-- start EXCERPT TO READ --

The overlap is eliminated through the minimization of the free-energy model, as it leads to a large, undesirable interaction energy in the U_SL term. After a few steps of the minimization, the overlap is substantially removed from the wall interior. This is illustrated in in Fig. 3(b) where a clear reduction of ϕ(r) in the wall space is shown in step 8 of the LBFGS updates. Note that the overall liquid shape is not fully optimized in the early stages of the process.

The liquid shape undergoes significant improvement, particularly in the contact regions between the droplet and the wall, as shown in step 64 of the LBFGS minimization, Fig. 3(c). One notable feature is the considerable expansion of the droplet-wall contact area, indicating that the liquid shape is adapting more smoothly to the wall surface. At the same time, the profile near the axial region of the tube experiences much smaller distortions, as it has not been significantly influenced. In this early stage of minimization, an approximate, yet recognizable, liquid shape begins to emerge. While the overall shape is not yet fully optimized, this stage marks a meaningful step toward a more physically accurate configuration.

The remainder of the calculation progressively refines the phase-field profile ϕ(r) as the minimization continues. By step 360, the minimization reaches convergence, as determined by the LBFGS convergence criterion, signaling that the solution has stabilized. At this point, the calculation is terminated, and the final, fully optimized 3D liquid shape is obtained, which is presented in Fig. 3(d).

The minimization trajectory of the total cost function J and the reduced energy ΔE/γ_LG are both displayed in Fig. 3(e) represented by circles and red circles, respectively, as a function of the minimization step t. The curves illustrate the progress of the minimization process over time, offering insight into how the system evolves toward its optimal configuration. When entering the calculation, at the beginning, J and ΔE/γ_LG differ from each other, due to the large discrepancy between the initial guess and the desired volume. The gap is quickly reduced. During the later stages of the calculation, the focus shifts primarily to optimizing the liquid shape, with the energy terms becoming increasingly refined. Arrows on the plot indicate the specific steps at which the four snapshots in Fig. 3(a)–(d) are taken, marking key stages when the calculation is driven to convergence.

-- end EXCERPT TO READ --
-- start STORED DATA --

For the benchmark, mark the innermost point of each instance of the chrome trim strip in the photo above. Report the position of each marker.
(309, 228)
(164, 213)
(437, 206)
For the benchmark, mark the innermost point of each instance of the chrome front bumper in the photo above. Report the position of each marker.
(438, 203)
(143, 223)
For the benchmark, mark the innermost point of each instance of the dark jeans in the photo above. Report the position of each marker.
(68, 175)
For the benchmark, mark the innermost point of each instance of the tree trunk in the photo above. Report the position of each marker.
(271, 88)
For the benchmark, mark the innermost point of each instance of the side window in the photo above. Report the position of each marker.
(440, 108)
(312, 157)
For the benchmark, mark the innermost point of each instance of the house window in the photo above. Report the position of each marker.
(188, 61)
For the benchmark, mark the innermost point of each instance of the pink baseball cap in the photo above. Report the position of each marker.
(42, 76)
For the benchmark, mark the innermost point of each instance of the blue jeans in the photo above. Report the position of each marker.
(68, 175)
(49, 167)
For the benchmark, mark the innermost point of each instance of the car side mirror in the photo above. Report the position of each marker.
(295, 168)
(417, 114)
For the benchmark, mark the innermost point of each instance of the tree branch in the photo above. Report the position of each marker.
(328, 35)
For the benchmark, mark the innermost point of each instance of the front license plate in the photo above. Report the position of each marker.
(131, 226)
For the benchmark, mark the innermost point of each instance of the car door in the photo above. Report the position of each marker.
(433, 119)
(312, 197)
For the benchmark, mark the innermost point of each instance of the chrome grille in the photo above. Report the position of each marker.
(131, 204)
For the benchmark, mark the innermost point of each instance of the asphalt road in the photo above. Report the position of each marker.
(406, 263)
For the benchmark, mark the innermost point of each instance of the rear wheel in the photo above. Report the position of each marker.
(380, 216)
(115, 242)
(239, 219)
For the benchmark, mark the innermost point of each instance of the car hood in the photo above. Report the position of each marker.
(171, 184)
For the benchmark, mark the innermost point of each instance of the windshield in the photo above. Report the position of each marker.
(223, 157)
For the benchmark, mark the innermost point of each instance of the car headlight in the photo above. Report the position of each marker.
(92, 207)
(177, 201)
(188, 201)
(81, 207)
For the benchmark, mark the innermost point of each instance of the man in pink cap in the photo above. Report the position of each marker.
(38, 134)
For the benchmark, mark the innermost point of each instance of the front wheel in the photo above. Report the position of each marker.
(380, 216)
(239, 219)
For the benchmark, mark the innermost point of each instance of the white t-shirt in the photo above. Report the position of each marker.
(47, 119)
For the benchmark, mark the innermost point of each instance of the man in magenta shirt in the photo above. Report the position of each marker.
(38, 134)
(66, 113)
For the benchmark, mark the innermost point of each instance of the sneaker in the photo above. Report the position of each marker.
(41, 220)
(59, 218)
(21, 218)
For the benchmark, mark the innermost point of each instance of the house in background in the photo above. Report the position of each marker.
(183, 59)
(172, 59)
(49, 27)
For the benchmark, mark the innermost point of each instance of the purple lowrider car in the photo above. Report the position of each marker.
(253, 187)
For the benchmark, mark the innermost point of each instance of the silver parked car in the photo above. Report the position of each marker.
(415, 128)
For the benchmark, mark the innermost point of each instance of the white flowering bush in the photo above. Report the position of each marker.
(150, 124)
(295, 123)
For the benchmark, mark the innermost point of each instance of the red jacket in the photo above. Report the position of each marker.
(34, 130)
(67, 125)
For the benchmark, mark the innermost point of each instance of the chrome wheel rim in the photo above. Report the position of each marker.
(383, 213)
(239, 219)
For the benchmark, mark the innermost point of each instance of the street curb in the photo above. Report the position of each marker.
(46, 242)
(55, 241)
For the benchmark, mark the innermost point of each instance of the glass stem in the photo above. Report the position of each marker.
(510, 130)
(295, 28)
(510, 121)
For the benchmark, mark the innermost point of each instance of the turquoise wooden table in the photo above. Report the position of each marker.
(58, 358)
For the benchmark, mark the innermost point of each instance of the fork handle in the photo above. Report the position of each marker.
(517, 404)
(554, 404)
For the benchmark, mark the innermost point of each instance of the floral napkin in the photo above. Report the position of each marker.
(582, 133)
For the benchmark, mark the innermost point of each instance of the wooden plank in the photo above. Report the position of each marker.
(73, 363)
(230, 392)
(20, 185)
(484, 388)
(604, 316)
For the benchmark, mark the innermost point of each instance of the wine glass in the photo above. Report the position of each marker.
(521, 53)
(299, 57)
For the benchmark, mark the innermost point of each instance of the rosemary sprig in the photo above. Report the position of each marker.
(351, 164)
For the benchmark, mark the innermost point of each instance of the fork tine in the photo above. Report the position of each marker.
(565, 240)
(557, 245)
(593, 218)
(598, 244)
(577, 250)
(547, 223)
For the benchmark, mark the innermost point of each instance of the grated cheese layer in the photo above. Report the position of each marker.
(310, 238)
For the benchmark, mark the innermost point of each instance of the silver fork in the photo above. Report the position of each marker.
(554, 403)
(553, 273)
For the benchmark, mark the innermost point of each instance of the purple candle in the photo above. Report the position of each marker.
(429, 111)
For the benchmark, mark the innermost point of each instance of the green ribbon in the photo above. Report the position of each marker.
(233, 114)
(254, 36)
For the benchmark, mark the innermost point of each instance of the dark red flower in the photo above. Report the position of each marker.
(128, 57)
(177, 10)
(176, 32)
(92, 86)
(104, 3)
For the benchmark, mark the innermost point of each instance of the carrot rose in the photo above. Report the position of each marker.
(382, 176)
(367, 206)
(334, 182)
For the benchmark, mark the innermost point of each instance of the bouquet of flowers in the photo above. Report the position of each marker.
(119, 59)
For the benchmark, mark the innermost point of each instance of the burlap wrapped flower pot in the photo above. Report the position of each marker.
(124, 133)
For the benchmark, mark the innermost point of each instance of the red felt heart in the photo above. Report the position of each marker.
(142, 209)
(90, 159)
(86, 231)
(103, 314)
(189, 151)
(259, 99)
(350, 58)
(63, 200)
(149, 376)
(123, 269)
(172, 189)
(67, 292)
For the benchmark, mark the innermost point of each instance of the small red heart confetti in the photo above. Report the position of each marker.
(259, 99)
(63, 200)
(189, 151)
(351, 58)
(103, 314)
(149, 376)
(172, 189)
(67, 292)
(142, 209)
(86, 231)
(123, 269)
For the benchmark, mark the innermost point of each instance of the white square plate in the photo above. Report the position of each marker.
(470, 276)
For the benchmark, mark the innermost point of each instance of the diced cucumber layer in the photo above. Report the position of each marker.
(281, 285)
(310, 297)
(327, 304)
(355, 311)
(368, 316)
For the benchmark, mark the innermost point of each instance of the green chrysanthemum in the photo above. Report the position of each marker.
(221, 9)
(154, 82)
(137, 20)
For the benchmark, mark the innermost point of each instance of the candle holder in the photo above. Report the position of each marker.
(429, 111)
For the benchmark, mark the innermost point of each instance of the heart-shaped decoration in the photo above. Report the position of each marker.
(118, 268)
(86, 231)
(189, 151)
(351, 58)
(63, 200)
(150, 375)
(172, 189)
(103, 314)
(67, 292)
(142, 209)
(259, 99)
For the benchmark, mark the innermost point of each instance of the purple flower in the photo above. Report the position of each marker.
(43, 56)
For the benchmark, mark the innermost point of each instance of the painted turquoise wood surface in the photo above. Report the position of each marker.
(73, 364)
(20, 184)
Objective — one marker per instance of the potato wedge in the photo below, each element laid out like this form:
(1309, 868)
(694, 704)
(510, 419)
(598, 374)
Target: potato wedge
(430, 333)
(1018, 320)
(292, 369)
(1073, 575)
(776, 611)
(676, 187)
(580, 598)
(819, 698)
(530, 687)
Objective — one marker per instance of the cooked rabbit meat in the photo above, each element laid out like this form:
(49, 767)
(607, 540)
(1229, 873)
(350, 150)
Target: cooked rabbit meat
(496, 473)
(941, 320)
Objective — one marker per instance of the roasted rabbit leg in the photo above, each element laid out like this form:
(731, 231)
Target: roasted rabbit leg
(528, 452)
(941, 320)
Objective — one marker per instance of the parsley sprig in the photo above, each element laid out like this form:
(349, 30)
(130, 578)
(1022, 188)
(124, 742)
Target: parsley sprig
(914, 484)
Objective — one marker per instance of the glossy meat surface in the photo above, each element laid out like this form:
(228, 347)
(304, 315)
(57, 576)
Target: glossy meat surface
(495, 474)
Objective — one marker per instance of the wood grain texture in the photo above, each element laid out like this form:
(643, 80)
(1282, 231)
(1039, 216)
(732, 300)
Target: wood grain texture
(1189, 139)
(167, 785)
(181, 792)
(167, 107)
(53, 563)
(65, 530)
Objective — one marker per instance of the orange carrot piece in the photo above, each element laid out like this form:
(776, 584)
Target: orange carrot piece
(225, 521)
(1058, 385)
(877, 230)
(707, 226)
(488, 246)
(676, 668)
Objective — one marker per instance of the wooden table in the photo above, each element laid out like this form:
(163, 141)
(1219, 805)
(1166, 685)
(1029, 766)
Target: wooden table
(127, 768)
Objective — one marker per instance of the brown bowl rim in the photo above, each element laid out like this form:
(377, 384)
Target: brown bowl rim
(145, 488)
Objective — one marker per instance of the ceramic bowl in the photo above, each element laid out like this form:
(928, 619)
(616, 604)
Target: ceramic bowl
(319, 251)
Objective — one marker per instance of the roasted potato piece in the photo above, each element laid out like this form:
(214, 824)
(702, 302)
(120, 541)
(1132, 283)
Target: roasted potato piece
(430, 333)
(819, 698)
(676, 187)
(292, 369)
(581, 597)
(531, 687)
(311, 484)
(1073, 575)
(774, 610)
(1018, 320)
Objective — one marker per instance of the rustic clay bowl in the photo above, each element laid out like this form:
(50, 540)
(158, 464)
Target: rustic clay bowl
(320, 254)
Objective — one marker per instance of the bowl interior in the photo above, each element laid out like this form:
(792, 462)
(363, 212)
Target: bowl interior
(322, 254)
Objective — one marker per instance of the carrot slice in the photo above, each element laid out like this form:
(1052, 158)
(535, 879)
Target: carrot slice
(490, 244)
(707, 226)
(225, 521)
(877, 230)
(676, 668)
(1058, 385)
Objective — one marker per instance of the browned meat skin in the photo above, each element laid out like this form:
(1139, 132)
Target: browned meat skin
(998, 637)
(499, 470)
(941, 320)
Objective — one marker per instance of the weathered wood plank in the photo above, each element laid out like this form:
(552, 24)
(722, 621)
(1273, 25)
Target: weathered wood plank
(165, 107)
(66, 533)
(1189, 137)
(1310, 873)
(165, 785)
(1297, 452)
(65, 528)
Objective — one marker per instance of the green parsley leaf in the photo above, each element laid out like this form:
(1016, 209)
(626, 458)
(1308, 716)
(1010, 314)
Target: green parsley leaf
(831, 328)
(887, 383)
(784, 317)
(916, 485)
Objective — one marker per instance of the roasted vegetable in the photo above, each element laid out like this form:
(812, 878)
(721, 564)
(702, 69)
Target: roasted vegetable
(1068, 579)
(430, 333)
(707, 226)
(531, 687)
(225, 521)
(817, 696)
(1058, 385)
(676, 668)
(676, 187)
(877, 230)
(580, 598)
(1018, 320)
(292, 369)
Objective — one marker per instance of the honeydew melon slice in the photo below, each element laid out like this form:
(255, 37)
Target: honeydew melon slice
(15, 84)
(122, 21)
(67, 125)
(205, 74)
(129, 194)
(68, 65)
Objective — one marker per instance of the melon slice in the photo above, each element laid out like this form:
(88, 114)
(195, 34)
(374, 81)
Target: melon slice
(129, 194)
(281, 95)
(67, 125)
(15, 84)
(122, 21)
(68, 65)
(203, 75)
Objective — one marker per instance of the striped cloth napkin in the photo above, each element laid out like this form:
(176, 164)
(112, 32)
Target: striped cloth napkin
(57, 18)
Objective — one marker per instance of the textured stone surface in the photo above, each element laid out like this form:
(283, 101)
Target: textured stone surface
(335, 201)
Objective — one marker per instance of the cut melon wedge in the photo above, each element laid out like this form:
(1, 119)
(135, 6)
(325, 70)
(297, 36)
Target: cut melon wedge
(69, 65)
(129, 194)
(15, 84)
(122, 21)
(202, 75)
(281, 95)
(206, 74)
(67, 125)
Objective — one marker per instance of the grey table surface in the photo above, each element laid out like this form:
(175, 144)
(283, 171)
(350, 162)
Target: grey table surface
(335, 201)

-- end STORED DATA --

__EXERCISE INSTRUCTIONS__. Return the stretch of the droplet minimization text above that starts with "The liquid shape undergoes" and goes on through "physically accurate configuration.", word for word.

__ANSWER BELOW__.
The liquid shape undergoes significant improvement, particularly in the contact regions between the droplet and the wall, as shown in step 64 of the LBFGS minimization, Fig. 3(c). One notable feature is the considerable expansion of the droplet-wall contact area, indicating that the liquid shape is adapting more smoothly to the wall surface. At the same time, the profile near the axial region of the tube experiences much smaller distortions, as it has not been significantly influenced. In this early stage of minimization, an approximate, yet recognizable, liquid shape begins to emerge. While the overall shape is not yet fully optimized, this stage marks a meaningful step toward a more physically accurate configuration.